GOAL
Write out the lines below again, replacing every "concrete" with "stone" and leaving everything else as it is.

>>>

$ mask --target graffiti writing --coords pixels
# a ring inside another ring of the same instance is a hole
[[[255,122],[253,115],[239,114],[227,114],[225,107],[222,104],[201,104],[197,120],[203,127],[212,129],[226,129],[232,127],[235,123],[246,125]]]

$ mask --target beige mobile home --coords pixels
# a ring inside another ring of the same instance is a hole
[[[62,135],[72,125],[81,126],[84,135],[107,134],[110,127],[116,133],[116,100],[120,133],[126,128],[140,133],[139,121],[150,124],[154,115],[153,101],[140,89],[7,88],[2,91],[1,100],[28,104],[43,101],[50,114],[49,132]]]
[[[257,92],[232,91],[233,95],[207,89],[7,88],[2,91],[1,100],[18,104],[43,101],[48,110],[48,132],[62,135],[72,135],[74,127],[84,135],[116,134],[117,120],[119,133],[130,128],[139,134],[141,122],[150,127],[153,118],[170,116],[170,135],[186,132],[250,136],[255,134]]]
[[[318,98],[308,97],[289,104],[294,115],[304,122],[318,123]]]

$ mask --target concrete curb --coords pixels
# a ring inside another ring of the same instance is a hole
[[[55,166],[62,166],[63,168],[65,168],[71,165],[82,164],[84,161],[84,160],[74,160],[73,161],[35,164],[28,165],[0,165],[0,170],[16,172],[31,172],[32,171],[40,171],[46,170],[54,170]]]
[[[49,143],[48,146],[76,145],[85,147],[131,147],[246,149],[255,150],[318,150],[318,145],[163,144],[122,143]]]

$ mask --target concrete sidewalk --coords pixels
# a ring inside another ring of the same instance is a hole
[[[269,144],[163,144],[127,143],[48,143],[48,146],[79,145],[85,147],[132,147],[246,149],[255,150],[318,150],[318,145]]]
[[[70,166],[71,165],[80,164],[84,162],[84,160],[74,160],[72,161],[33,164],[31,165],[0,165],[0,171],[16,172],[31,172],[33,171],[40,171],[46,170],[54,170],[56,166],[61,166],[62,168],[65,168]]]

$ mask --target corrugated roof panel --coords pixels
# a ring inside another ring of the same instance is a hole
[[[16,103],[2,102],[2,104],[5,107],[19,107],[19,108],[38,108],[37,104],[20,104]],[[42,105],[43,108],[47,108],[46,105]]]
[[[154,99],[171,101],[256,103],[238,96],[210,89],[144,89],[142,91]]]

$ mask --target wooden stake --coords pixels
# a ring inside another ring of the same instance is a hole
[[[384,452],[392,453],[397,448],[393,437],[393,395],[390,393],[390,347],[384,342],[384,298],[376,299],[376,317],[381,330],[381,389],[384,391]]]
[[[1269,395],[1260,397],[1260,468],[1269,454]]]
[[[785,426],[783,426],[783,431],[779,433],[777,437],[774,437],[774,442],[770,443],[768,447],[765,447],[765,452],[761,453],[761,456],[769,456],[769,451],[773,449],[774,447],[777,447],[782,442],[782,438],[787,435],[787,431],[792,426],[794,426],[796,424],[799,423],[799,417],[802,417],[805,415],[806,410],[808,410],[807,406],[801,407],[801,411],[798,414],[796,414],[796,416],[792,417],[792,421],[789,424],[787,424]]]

<<<

RESPONSE TO THIS TASK
$ mask --target graffiti writing --coords pixels
# a ring inside another ring of the same instance is a hole
[[[255,122],[253,115],[239,114],[227,114],[225,107],[222,104],[201,104],[197,120],[203,127],[212,129],[226,129],[232,127],[235,123],[246,125]]]

$ mask --target beige mobile home --coords pixels
# a ring inside another ring of the same instance is a hole
[[[62,135],[72,125],[81,126],[84,135],[107,134],[110,127],[116,133],[116,100],[120,133],[126,128],[140,133],[139,121],[150,124],[154,115],[153,101],[140,89],[7,88],[2,91],[1,100],[28,104],[43,101],[50,114],[49,132]]]
[[[257,92],[232,91],[233,95],[207,89],[7,88],[2,91],[1,100],[18,104],[43,101],[48,110],[48,132],[62,135],[72,135],[74,127],[84,135],[116,134],[117,120],[119,133],[130,128],[139,134],[141,122],[150,127],[153,118],[170,116],[170,135],[186,132],[250,136],[255,134]]]
[[[318,98],[308,97],[289,104],[294,115],[304,122],[318,123]]]

$ mask --target stone curb --coords pixels
# a ring inside another ring of the same instance is a hole
[[[55,166],[62,166],[63,168],[65,168],[71,165],[82,164],[84,161],[84,160],[74,160],[73,161],[35,164],[28,165],[0,165],[0,170],[16,172],[31,172],[32,171],[40,171],[46,170],[54,170]]]
[[[49,143],[48,146],[76,145],[85,147],[131,147],[246,149],[255,150],[318,150],[318,145],[163,144],[122,143]]]

$ mask --target stone sidewalk --coords pixels
# a ring inside another ring of the same instance is a hole
[[[269,144],[163,144],[127,143],[48,143],[48,146],[79,145],[85,147],[132,147],[246,149],[255,150],[318,150],[318,145]]]
[[[70,166],[71,165],[80,164],[84,162],[84,160],[74,160],[72,161],[33,164],[31,165],[0,165],[0,171],[16,172],[31,172],[33,171],[40,171],[46,170],[54,170],[56,166],[61,166],[62,168],[65,168]]]

$ mask --target corrugated roof panel --coords pixels
# a ring inside another ring of the same instance is a hole
[[[16,103],[2,102],[2,104],[5,107],[19,107],[19,108],[38,108],[37,104],[20,104]],[[42,105],[43,108],[47,108],[46,105]]]
[[[154,99],[171,101],[256,103],[238,96],[210,89],[144,89],[142,91]]]

$ mask --target wooden stake --coords pixels
# a ring inside another ring of the same instance is a hole
[[[384,452],[392,453],[397,448],[393,437],[393,395],[390,393],[390,347],[384,342],[384,298],[376,299],[376,317],[381,330],[381,389],[384,391]]]
[[[1269,395],[1260,397],[1260,468],[1269,454]]]
[[[785,426],[783,426],[783,431],[779,433],[777,437],[774,437],[774,442],[770,443],[768,447],[765,447],[765,452],[761,453],[761,456],[769,456],[769,451],[773,449],[774,447],[777,447],[782,442],[782,438],[787,435],[787,431],[792,426],[794,426],[796,424],[799,423],[799,417],[802,417],[805,415],[806,410],[808,410],[807,406],[801,407],[801,411],[798,414],[796,414],[796,416],[792,417],[792,421],[789,424],[787,424]]]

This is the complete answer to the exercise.